DOCUMENT EXCERPT ▸
I will stick with the Spectra 3000. Thank you so very much.


----------



## thedigiguy (May 11, 2010)

I agree, be very cautious. If it looks questionable, it probably is. 
It sounds like they are trying to confuse unsuspecting buyers with the name.


----------



## lazographics (Mar 5, 2009)

I'm curious as to why the guy kneeling on the floor has his finger on the top cover of the printer. Is he keeping it from shaking? And why is the printer on the floor?


----------



## Rodney (Nov 3, 2004)

> I guess the moderators deleted the posts


Yes, the self promotional posts from the seller were reported by members and moderated as per our forum guidelines


----------



## celticnations (Aug 3, 2014)

I think you miss understand me. I don't make these printers. They are made in Utah by another company. Not trying to be anything I was or am not. We purchased one of these and liked them so much we started selling them.

I was speaking as a customer because I am a customer. 

Not trying to hide anything by suggesting they call other customers like me who like them.

If you thought otherwise my apologies.


----------



## celticnations (Aug 3, 2014)

Thanks for that!


----------



## celticnations (Aug 3, 2014)

Also there is a thread here on Mesaprint. I think it was not the Epson R3000 but it is the thread (GASP) of another happy Mesaprint customer.

SUPPLIED MATERIAL ▸
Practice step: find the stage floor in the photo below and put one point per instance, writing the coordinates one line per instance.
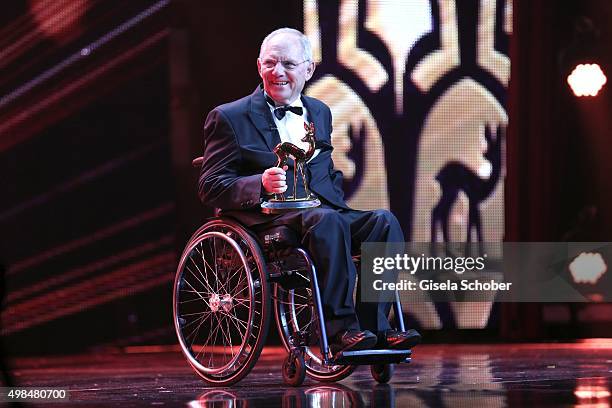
(440, 375)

TASK GOAL ▸ In the forum thread, where does celticnations say the printers are made?

REPLY ▸ In Utah, by another company.